### Exercise description
Rewrite the part of the listing below that starts with the line containing "Cam-trap alert: motion was detected. Identify blue slalom" and goes on through the line containing "286, 162, 312, 184", replacing "night-vision" with "thermal" and leaving everything else unchanged.

[begin Records for the task]

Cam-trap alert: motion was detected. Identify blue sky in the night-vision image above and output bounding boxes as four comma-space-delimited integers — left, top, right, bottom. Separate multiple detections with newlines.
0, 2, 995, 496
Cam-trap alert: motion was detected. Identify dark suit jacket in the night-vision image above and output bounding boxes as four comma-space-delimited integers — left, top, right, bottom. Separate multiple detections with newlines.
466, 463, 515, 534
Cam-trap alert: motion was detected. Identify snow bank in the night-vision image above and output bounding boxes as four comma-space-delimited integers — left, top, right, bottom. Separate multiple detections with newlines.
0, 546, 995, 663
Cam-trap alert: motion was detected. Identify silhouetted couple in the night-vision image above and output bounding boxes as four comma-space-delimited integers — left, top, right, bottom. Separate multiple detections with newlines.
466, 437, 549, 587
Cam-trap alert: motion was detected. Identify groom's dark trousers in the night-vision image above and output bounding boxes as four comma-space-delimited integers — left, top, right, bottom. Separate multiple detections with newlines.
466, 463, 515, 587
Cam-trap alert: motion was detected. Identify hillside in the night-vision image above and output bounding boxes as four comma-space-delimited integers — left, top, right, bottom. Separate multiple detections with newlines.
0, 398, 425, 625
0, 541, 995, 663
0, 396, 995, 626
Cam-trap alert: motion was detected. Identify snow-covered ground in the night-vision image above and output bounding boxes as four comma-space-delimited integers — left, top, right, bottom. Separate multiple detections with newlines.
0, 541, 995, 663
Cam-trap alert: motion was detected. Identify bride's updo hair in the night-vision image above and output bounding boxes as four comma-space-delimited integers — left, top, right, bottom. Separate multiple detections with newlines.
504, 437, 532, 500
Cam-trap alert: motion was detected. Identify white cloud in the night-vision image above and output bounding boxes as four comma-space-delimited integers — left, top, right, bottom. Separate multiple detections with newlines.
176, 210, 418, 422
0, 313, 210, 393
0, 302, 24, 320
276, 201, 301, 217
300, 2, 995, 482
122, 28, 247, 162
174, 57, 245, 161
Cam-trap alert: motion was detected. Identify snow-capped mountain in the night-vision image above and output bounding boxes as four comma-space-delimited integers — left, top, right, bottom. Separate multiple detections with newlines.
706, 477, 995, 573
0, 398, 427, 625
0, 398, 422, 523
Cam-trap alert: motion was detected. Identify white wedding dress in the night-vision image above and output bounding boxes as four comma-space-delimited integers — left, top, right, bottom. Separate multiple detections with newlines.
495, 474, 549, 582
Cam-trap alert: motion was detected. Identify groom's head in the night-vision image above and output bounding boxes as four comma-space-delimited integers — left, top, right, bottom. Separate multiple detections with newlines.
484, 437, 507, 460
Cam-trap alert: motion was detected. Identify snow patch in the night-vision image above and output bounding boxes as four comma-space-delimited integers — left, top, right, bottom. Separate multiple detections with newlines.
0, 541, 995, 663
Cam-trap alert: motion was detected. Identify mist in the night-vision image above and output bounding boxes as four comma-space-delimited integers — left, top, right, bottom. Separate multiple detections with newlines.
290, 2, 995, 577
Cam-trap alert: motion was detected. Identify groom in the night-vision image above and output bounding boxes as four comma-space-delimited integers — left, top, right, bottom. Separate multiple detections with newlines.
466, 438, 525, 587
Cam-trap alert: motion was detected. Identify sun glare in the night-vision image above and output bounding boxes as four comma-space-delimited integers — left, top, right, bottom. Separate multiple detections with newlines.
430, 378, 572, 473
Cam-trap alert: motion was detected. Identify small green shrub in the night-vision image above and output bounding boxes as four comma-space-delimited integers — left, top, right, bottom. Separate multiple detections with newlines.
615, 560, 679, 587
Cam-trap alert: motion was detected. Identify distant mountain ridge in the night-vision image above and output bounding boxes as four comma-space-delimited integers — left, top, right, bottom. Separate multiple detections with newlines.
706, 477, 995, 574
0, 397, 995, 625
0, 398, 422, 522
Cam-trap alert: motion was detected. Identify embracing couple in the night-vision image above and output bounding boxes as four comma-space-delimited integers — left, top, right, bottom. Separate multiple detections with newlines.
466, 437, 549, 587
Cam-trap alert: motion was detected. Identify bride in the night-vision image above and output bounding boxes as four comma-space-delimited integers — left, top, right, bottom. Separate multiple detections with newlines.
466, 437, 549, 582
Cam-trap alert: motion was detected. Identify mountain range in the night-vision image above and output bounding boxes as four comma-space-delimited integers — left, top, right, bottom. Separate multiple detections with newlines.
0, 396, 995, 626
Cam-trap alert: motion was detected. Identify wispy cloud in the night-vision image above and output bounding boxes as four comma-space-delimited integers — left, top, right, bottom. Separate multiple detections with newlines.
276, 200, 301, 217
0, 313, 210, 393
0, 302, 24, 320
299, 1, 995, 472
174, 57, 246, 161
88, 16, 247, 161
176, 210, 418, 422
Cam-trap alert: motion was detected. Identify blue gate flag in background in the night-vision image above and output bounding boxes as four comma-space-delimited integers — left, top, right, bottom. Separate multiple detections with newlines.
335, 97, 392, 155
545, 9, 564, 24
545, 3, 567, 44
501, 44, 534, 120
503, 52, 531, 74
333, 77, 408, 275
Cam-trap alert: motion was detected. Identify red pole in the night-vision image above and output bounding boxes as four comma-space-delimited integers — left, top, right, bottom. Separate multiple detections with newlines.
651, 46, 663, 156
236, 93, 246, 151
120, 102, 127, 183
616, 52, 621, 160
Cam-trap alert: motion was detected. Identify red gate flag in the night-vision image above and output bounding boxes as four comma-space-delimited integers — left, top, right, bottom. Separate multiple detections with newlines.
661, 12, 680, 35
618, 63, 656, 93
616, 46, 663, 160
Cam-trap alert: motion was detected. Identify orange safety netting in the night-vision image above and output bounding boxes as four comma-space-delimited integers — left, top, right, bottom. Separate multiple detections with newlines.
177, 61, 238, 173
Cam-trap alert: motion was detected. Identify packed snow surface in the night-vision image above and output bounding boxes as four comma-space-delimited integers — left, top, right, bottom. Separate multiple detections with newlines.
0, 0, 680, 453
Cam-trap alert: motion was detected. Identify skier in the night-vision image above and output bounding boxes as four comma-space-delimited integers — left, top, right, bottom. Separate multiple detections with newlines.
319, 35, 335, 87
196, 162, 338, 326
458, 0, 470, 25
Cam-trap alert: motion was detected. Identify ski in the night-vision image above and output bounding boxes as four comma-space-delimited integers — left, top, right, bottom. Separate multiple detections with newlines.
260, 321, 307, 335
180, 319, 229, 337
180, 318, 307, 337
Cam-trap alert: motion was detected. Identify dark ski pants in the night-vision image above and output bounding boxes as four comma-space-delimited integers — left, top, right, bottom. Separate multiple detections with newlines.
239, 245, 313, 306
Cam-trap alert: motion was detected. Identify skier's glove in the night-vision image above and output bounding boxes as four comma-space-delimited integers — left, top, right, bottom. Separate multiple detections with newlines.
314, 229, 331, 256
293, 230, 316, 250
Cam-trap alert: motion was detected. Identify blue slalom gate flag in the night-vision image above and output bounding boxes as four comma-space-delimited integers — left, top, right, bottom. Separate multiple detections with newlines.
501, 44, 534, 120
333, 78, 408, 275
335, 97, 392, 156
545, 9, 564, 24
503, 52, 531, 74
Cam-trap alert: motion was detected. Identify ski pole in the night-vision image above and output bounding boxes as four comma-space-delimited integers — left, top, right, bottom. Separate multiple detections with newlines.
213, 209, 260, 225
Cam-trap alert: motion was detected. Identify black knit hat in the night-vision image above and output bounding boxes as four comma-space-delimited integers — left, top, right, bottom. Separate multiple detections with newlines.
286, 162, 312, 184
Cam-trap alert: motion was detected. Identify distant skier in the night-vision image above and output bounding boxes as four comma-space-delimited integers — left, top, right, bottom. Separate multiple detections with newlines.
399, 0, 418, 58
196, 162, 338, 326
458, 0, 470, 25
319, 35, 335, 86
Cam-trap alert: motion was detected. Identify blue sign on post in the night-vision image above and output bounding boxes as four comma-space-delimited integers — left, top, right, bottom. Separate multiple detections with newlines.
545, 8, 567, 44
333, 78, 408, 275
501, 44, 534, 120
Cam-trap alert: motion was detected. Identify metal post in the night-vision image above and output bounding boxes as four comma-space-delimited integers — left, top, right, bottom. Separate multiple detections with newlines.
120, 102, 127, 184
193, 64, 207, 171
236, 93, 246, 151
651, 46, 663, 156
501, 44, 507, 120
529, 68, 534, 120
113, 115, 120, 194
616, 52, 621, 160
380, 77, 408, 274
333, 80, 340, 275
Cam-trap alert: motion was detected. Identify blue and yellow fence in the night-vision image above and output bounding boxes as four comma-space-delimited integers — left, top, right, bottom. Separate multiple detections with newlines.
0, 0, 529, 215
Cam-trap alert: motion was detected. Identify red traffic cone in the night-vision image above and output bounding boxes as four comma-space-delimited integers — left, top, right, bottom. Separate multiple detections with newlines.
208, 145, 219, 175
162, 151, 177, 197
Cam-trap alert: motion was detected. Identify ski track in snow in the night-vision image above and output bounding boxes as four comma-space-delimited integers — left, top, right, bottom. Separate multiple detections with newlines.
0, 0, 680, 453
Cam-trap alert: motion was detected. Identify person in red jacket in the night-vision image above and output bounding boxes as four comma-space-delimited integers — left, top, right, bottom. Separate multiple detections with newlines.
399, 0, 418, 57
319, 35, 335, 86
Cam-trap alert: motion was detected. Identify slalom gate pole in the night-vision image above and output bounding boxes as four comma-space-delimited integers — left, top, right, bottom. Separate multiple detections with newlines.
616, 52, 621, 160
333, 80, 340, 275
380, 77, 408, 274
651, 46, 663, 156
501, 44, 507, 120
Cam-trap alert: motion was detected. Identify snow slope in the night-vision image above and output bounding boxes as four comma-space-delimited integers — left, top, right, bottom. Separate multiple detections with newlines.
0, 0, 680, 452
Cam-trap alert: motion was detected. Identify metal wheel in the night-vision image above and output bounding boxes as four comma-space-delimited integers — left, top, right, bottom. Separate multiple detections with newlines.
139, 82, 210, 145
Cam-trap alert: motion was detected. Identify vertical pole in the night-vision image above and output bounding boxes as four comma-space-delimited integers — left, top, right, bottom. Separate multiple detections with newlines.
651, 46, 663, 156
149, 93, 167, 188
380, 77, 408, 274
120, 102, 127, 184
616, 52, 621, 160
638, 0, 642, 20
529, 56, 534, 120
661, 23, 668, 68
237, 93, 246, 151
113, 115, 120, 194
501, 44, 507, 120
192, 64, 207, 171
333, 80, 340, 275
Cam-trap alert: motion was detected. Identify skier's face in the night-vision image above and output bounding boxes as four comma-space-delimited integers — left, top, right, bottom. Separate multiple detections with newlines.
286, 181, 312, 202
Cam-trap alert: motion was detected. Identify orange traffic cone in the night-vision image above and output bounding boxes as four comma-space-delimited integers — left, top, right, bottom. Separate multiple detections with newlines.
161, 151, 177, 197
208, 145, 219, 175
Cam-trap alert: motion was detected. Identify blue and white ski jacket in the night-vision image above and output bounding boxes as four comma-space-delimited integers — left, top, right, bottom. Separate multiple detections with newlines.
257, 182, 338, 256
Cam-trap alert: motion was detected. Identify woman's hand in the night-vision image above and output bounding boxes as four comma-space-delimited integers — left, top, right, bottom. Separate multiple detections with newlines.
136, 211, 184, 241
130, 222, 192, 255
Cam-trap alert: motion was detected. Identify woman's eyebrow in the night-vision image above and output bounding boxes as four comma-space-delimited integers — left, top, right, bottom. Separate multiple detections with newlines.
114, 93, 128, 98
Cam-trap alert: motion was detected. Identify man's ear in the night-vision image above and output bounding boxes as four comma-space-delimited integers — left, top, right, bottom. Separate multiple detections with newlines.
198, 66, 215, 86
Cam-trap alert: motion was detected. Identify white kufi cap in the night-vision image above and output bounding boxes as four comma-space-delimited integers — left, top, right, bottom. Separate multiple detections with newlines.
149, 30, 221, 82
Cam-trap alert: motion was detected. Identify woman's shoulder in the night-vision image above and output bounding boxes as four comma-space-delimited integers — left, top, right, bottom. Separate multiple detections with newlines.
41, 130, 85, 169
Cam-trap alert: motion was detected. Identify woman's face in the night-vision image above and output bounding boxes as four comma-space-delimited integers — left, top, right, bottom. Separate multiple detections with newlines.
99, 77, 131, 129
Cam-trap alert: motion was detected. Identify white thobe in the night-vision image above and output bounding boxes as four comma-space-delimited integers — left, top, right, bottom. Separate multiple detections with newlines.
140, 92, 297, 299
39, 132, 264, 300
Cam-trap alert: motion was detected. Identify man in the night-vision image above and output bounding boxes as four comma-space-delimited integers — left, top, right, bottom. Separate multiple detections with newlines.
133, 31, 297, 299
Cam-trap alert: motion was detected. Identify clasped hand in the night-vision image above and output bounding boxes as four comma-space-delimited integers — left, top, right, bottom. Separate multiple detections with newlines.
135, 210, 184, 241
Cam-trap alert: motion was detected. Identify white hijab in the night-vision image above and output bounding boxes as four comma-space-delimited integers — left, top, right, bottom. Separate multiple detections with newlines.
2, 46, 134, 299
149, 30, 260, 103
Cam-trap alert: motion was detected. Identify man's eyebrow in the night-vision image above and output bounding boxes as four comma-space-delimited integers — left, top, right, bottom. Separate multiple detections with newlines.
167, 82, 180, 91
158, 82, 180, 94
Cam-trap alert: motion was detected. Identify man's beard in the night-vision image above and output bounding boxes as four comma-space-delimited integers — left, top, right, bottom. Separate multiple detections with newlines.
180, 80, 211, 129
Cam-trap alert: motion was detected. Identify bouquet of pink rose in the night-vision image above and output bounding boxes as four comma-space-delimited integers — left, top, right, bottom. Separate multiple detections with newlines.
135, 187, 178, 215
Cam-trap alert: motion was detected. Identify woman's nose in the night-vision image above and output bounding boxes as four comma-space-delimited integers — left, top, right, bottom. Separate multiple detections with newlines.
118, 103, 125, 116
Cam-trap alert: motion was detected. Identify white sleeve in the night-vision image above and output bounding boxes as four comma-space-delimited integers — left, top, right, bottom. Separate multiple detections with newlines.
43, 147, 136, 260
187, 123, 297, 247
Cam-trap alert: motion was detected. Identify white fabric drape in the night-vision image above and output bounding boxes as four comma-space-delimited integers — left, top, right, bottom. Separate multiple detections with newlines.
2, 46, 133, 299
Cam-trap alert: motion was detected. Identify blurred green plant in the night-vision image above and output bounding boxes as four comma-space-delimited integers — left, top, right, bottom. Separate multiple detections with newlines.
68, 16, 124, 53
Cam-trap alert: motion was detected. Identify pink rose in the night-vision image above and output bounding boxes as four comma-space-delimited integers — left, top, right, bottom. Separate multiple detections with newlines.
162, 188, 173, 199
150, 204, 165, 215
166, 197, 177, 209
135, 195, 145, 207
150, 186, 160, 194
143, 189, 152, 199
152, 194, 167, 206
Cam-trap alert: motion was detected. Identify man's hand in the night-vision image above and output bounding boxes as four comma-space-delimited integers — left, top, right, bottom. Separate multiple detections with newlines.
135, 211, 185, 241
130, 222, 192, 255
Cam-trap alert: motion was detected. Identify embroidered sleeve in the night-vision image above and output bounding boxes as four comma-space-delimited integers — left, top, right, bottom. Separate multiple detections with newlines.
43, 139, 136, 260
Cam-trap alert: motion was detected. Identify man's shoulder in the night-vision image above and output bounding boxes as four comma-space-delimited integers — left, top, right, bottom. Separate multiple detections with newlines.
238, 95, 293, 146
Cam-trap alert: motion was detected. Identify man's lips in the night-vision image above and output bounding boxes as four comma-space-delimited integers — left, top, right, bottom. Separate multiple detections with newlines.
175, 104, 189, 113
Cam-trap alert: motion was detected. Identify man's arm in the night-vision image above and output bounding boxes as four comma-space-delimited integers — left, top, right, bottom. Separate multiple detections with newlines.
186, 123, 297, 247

[end Records for the task]

### Correct answer
Cam-trap alert: motion was detected. Identify blue slalom gate flag in the thermal image above and output bounding boxes as four comma-space-delimited integers — left, top, right, bottom. Separate multiple detections with newlines.
501, 44, 534, 120
333, 78, 408, 275
335, 97, 392, 156
545, 9, 564, 24
503, 52, 531, 74
Cam-trap alert: motion was detected. Identify ski pole in the thermal image above and output bounding boxes as four comma-space-delimited integers — left, top, right, bottom. Separate multiple detections with newlines.
213, 209, 260, 225
Cam-trap alert: motion was detected. Identify black knit hat in the thermal image above and output bounding boxes as four comma-space-delimited integers — left, top, right, bottom. Separate multiple detections with newlines.
286, 162, 312, 184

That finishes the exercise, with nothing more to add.